>>>
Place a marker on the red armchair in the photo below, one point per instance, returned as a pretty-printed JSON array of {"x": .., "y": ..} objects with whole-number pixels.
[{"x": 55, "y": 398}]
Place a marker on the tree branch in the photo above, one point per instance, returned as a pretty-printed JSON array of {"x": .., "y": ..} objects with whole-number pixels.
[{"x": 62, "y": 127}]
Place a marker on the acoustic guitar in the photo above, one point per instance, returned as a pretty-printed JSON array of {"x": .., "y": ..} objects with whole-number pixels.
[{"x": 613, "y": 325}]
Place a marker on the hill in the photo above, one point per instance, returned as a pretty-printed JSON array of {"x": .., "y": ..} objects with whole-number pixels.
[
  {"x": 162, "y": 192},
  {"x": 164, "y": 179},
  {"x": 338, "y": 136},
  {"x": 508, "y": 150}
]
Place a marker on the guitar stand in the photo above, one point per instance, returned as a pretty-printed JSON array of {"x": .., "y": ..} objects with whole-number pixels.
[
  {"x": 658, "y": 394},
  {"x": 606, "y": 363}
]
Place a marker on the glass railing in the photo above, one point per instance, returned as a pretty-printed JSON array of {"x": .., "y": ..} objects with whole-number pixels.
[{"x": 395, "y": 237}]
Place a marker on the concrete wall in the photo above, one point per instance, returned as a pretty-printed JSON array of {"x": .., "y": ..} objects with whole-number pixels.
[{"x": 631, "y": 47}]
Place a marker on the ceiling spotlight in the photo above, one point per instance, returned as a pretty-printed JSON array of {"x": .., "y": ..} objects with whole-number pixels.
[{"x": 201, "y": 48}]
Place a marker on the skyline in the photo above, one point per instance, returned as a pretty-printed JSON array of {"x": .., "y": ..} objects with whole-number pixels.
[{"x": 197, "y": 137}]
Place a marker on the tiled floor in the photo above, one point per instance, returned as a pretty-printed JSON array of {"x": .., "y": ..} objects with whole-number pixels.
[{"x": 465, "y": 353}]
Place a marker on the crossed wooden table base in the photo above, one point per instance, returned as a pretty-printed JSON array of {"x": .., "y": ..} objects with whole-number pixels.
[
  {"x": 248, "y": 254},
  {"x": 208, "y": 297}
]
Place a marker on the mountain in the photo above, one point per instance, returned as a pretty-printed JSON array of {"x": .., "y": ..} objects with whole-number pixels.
<<<
* TASK INSTRUCTIONS *
Each line in the listing above is to be returned unchanged.

* ANSWER TO THIS PROBLEM *
Place a marker on the red armchair in the photo below, one point per instance, returned as a pretty-printed JSON array of {"x": .., "y": ..} objects with whole-number pixels.
[{"x": 55, "y": 398}]
Place a marker on the tree branch in the photo above, one point per instance, returned as a pretty-printed JSON array of {"x": .., "y": ..} objects with whole-number pixels.
[{"x": 62, "y": 127}]
Place a marker on the acoustic guitar in the photo above, one point per instance, returned as a pretty-printed JSON array of {"x": .., "y": ..} objects with whole-number pixels.
[{"x": 613, "y": 325}]
Place a marker on the hill in the photo above, one point per instance, returned as a pretty-printed JSON array of {"x": .., "y": ..} objects with whole-number pixels.
[
  {"x": 162, "y": 192},
  {"x": 164, "y": 179},
  {"x": 338, "y": 136},
  {"x": 508, "y": 150}
]
Place a marker on the guitar stand in the photo above, one point per instance, returned as a pretty-printed JSON array of {"x": .., "y": ..} objects with whole-number pixels.
[
  {"x": 658, "y": 394},
  {"x": 606, "y": 363}
]
Place a marker on the glass railing in the photo above, one point per instance, returned as a pretty-printed JSON array of {"x": .., "y": ..} objects with whole-number pixels.
[{"x": 395, "y": 237}]
Place a marker on the concrete wall in the photo above, one point per instance, returned as a pretty-printed JSON array of {"x": .., "y": ..} objects with whole-number pixels.
[{"x": 631, "y": 47}]
Place a marker on the ceiling spotlight in the photo above, one point per instance, returned as a pretty-printed JSON array of {"x": .., "y": ..} objects with whole-number pixels.
[{"x": 201, "y": 48}]
Place a marker on the skyline in the photo above, one point per instance, returned as a pretty-printed JSON array of {"x": .., "y": ..} objects with whole-number pixels.
[{"x": 197, "y": 137}]
Place a marker on the tiled floor in the photo above, one point per instance, returned as a pretty-printed JSON array of {"x": .., "y": ..} objects with whole-number pixels.
[{"x": 465, "y": 353}]
Place a marker on the crossed wooden table base in the photo above, one point per instance, returned as a pretty-printed JSON array of {"x": .., "y": ..} objects with whole-number pixels.
[
  {"x": 248, "y": 254},
  {"x": 208, "y": 297}
]
Place a marker on the mountain in the photo above, one point per instance, returned as a pretty-printed JSON array of {"x": .., "y": ..} objects with whole-number pixels.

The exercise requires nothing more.